◆ **Instructions to follow**:
Give back an exact copy of the lines below, from the first through the line with "Spot the shrub"; please stop there.

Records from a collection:

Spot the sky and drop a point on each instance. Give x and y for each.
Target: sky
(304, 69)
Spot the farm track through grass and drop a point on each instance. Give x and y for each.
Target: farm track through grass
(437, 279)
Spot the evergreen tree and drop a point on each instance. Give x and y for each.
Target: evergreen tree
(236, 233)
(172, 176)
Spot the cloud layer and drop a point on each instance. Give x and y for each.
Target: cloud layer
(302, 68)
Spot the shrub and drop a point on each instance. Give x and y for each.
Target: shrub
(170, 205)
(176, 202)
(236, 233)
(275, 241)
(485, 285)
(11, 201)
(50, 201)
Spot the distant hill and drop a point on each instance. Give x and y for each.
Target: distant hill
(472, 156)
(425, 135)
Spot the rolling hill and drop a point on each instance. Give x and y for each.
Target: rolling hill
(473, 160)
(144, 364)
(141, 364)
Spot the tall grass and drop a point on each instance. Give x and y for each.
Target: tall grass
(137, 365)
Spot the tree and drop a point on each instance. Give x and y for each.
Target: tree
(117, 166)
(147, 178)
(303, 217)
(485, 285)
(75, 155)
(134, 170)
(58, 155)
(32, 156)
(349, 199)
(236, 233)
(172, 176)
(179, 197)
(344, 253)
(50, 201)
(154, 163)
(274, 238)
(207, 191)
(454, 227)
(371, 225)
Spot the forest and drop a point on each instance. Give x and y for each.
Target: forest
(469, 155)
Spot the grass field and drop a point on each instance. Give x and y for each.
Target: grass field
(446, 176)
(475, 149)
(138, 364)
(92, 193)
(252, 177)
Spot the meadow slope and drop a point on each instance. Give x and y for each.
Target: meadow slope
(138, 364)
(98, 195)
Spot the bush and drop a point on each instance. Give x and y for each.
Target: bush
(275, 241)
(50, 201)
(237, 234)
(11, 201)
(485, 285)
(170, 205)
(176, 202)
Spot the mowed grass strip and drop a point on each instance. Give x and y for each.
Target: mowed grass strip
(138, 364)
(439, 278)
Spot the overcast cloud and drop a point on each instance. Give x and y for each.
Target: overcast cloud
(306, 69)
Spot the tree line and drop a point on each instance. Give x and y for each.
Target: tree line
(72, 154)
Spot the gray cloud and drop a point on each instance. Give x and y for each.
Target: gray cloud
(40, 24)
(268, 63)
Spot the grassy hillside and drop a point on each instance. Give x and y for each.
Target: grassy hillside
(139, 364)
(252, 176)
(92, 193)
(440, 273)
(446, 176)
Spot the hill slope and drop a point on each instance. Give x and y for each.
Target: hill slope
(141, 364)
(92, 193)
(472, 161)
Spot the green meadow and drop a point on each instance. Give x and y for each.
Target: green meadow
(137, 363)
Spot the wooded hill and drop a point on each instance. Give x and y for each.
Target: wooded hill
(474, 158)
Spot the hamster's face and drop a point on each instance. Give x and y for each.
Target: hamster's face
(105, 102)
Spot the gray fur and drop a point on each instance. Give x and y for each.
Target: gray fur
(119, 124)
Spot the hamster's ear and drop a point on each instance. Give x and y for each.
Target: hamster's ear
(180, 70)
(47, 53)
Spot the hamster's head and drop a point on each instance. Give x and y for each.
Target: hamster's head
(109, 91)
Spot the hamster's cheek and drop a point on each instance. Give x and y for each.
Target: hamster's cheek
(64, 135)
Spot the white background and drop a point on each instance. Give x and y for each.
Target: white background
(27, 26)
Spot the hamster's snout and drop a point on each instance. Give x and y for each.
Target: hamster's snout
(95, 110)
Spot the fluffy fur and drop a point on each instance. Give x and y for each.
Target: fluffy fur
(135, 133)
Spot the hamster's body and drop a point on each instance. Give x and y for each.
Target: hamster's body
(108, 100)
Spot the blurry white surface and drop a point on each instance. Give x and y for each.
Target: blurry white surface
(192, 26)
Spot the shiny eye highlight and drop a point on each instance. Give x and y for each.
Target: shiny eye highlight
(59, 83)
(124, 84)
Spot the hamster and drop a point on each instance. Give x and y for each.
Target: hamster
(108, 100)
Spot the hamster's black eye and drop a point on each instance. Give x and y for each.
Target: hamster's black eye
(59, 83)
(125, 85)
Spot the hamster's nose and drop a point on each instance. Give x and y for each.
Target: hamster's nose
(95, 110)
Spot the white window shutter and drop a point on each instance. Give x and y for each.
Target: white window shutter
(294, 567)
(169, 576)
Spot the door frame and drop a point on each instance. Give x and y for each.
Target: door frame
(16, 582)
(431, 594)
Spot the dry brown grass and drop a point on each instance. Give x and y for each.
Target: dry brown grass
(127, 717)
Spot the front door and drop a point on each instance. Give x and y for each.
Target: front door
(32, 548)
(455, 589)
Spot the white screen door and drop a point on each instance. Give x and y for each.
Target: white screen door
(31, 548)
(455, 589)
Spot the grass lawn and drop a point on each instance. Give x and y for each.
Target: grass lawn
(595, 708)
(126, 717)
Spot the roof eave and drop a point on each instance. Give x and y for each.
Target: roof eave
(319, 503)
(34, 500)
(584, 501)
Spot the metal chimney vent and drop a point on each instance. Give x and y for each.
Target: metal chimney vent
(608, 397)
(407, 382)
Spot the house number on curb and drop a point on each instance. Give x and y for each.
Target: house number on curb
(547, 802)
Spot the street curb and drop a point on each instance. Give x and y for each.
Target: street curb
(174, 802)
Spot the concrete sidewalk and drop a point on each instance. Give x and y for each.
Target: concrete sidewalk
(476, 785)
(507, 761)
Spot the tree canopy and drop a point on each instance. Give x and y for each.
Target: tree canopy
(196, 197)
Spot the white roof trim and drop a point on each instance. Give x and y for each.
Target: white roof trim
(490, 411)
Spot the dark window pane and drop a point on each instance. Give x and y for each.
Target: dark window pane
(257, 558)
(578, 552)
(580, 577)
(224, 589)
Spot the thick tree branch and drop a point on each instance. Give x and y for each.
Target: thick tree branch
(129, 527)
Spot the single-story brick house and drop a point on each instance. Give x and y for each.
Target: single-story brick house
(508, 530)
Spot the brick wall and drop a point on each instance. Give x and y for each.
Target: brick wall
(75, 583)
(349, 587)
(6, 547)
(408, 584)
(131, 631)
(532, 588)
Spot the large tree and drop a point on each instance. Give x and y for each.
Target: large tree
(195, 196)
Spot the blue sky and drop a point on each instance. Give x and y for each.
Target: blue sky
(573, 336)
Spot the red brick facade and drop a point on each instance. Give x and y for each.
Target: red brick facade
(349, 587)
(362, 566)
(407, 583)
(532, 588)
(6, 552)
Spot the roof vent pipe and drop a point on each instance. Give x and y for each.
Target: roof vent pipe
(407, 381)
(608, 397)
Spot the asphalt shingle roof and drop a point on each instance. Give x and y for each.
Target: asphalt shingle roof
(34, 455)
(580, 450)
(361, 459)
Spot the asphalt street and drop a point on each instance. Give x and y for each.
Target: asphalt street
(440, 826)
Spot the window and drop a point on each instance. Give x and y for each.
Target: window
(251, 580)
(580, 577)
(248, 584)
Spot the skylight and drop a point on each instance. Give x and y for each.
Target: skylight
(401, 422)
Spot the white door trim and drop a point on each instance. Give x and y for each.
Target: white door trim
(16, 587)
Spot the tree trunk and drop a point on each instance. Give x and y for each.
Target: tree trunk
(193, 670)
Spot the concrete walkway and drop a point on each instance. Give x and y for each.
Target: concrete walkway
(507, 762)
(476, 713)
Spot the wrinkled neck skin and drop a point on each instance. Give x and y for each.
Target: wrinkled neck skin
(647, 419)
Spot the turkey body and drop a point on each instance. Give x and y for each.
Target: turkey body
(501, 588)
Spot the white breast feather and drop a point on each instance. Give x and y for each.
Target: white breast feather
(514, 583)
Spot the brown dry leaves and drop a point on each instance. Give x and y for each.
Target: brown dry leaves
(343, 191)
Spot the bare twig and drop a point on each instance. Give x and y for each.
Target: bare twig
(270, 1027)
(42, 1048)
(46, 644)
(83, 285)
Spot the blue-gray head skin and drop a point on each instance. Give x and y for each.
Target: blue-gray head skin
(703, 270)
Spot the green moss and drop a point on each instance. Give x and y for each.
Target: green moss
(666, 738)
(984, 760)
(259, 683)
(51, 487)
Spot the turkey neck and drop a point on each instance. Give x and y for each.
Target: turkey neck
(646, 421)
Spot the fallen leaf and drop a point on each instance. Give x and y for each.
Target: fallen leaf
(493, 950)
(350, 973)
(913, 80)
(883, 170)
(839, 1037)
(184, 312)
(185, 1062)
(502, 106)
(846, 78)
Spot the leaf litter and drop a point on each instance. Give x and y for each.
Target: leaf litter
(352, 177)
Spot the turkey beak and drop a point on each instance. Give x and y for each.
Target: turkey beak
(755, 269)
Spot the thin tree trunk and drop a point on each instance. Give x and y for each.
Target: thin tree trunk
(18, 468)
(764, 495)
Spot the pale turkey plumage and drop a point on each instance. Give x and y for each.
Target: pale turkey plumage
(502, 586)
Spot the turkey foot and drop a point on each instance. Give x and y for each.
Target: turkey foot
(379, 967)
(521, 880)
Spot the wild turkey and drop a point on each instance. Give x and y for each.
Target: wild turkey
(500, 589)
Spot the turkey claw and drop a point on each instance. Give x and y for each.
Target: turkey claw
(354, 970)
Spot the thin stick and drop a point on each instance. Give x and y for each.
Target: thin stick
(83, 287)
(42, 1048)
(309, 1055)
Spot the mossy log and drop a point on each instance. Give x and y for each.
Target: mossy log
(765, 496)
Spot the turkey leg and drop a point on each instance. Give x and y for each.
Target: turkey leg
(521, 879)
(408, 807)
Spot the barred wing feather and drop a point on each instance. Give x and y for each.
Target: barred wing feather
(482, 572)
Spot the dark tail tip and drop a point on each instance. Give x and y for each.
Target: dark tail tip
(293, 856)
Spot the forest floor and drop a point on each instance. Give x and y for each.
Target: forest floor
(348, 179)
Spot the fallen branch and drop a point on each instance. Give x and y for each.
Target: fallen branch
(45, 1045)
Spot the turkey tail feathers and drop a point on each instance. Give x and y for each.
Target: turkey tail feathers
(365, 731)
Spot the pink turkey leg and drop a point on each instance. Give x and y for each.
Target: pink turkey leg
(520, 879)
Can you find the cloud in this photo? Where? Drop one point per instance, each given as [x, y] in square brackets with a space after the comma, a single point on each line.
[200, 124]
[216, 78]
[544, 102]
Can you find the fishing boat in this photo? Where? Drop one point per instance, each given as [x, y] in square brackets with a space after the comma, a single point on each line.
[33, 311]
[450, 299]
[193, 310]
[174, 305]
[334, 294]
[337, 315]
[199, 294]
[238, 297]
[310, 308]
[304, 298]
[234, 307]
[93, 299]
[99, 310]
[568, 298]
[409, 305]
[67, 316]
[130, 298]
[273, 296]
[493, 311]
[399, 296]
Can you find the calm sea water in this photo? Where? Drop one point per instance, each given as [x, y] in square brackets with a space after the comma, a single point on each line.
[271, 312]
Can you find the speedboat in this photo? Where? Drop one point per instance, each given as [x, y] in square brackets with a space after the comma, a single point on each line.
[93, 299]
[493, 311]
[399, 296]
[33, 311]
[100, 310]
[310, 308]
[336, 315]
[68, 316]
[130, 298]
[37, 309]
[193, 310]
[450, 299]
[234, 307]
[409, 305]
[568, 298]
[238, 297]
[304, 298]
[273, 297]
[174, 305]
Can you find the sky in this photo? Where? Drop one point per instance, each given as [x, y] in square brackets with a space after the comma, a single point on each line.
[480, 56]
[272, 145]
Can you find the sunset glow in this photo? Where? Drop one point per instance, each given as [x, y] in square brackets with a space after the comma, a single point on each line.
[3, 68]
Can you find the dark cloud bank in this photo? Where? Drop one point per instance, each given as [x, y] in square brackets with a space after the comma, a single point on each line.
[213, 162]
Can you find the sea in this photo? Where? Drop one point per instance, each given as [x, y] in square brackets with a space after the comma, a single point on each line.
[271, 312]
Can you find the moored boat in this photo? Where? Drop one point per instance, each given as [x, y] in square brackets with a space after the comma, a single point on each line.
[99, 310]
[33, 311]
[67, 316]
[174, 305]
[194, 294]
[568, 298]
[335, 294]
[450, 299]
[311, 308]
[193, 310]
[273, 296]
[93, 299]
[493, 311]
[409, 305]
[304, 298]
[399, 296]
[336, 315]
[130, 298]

◆ **Answer for this exercise**:
Spot the sky and drop a point on each instance. Give x and y for each.
Target: sky
(304, 69)
Spot the farm track through grass and drop a point on each instance. Give x and y for each.
Target: farm track through grass
(437, 279)
Spot the evergreen tree and drop a point on each instance. Give x and y for each.
Target: evergreen tree
(236, 233)
(172, 176)
Spot the cloud layer and drop a point on each instance. Give x and y for each.
Target: cloud layer
(302, 68)
Spot the shrub and drop a point on each instance. Give x and y for each.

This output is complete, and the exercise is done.